# Extracted entries start

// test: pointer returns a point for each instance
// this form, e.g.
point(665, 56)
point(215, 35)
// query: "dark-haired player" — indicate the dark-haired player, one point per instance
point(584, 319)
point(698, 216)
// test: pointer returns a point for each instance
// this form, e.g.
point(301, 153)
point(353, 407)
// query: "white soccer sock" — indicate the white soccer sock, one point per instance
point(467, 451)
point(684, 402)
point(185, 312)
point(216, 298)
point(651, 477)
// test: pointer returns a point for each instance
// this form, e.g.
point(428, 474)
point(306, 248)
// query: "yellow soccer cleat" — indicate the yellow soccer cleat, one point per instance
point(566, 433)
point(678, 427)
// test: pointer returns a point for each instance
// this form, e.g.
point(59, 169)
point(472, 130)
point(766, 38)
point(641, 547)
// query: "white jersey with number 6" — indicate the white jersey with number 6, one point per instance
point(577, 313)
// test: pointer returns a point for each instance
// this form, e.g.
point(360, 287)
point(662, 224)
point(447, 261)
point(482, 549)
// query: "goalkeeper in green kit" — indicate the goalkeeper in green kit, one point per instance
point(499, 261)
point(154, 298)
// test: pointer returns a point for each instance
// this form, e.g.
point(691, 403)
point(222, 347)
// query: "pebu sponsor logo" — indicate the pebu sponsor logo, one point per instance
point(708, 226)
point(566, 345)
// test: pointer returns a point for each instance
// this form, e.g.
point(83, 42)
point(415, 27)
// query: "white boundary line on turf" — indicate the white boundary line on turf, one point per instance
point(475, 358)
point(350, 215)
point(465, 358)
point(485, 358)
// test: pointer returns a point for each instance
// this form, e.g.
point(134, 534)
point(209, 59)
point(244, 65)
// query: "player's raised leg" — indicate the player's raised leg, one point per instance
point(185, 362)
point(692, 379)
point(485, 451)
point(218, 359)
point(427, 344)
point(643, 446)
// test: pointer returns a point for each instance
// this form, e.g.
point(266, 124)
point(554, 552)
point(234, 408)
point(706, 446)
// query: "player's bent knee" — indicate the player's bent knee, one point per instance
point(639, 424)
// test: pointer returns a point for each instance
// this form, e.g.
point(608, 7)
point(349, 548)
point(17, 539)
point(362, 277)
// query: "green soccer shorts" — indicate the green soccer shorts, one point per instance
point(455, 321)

# Extracted entries end

# Objective
Rewrite all of the items above, replacing every "indicate" with "mark" and leaving everything else unchanged.

# Written response
// test: pointer returns a point for each instance
// this form, e.g.
point(665, 56)
point(215, 35)
// query: "dark-haired player" — mark the dark-haired player, one point per instance
point(584, 319)
point(698, 216)
// test: pointer returns a point for each instance
// this form, e.g.
point(301, 153)
point(353, 407)
// query: "white soccer sock" — mark the white soccer sock, one point per instance
point(467, 451)
point(684, 402)
point(185, 312)
point(216, 298)
point(651, 477)
// test: pointer returns a point for each instance
// this form, e.g.
point(428, 474)
point(306, 248)
// query: "yellow soccer cleat" — mark the yellow soccer cleat, one point per instance
point(566, 433)
point(678, 427)
// test: pointer returns a point for each instance
// this form, e.g.
point(59, 169)
point(472, 130)
point(766, 38)
point(641, 547)
// query: "white jersey with number 6" — mark the white jersey with number 6, one point per instance
point(577, 313)
// test: pointer returns a point for each instance
// this form, e.g.
point(360, 287)
point(662, 224)
point(447, 261)
point(482, 549)
// query: "goalkeeper in green kit" — mark the goalkeeper in green kit, one point per instance
point(499, 261)
point(154, 298)
// test: pointer returns a point for each instance
// this form, e.g.
point(691, 403)
point(222, 347)
// query: "pebu sponsor logo" — mark the pebu sponsor logo, one point per instance
point(708, 226)
point(566, 345)
// test: pointer returns a point for each instance
// this form, e.g.
point(83, 42)
point(415, 27)
// query: "white boundary line on turf" — mark the white boundary line on turf, one point per instance
point(475, 358)
point(350, 215)
point(465, 358)
point(485, 358)
// test: pointer returns a point for each instance
// this form, e.g.
point(134, 534)
point(209, 59)
point(244, 65)
// query: "player's raised leg" — mark the player's raised leg, one point per instance
point(185, 362)
point(692, 379)
point(485, 451)
point(218, 359)
point(427, 344)
point(643, 446)
// test: pointer returns a point for each instance
// this form, e.g.
point(266, 124)
point(554, 552)
point(234, 408)
point(706, 446)
// query: "player's bent knee" — mark the player's bent knee, one point per instance
point(639, 424)
// test: pointer returns a point for each instance
// this form, e.g.
point(608, 7)
point(349, 548)
point(17, 539)
point(362, 277)
// query: "green soccer shorts" — mark the green soccer shorts, one point per instance
point(455, 321)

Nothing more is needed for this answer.